* _The request_:
Reproduce the lines below word for word, omitting the pictures from your answer.

# start of Records supplied

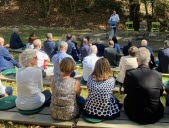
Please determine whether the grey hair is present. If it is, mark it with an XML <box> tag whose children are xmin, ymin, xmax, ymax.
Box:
<box><xmin>83</xmin><ymin>38</ymin><xmax>88</xmax><ymax>44</ymax></box>
<box><xmin>19</xmin><ymin>49</ymin><xmax>37</xmax><ymax>67</ymax></box>
<box><xmin>59</xmin><ymin>41</ymin><xmax>68</xmax><ymax>48</ymax></box>
<box><xmin>96</xmin><ymin>38</ymin><xmax>100</xmax><ymax>43</ymax></box>
<box><xmin>33</xmin><ymin>39</ymin><xmax>42</xmax><ymax>48</ymax></box>
<box><xmin>72</xmin><ymin>35</ymin><xmax>76</xmax><ymax>41</ymax></box>
<box><xmin>90</xmin><ymin>45</ymin><xmax>97</xmax><ymax>54</ymax></box>
<box><xmin>137</xmin><ymin>47</ymin><xmax>150</xmax><ymax>65</ymax></box>
<box><xmin>13</xmin><ymin>28</ymin><xmax>19</xmax><ymax>32</ymax></box>
<box><xmin>46</xmin><ymin>33</ymin><xmax>53</xmax><ymax>39</ymax></box>
<box><xmin>164</xmin><ymin>40</ymin><xmax>169</xmax><ymax>48</ymax></box>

# end of Records supplied

* _Result of this exercise_:
Please determine whether the grey hair is present. If it is, mark it with an XML <box> tag whose children are xmin, ymin, xmax, ymax.
Box:
<box><xmin>83</xmin><ymin>38</ymin><xmax>88</xmax><ymax>44</ymax></box>
<box><xmin>19</xmin><ymin>49</ymin><xmax>37</xmax><ymax>67</ymax></box>
<box><xmin>59</xmin><ymin>41</ymin><xmax>68</xmax><ymax>48</ymax></box>
<box><xmin>96</xmin><ymin>38</ymin><xmax>100</xmax><ymax>43</ymax></box>
<box><xmin>33</xmin><ymin>39</ymin><xmax>42</xmax><ymax>48</ymax></box>
<box><xmin>72</xmin><ymin>35</ymin><xmax>76</xmax><ymax>41</ymax></box>
<box><xmin>90</xmin><ymin>45</ymin><xmax>97</xmax><ymax>54</ymax></box>
<box><xmin>137</xmin><ymin>47</ymin><xmax>150</xmax><ymax>65</ymax></box>
<box><xmin>13</xmin><ymin>28</ymin><xmax>19</xmax><ymax>32</ymax></box>
<box><xmin>46</xmin><ymin>33</ymin><xmax>53</xmax><ymax>39</ymax></box>
<box><xmin>164</xmin><ymin>40</ymin><xmax>169</xmax><ymax>48</ymax></box>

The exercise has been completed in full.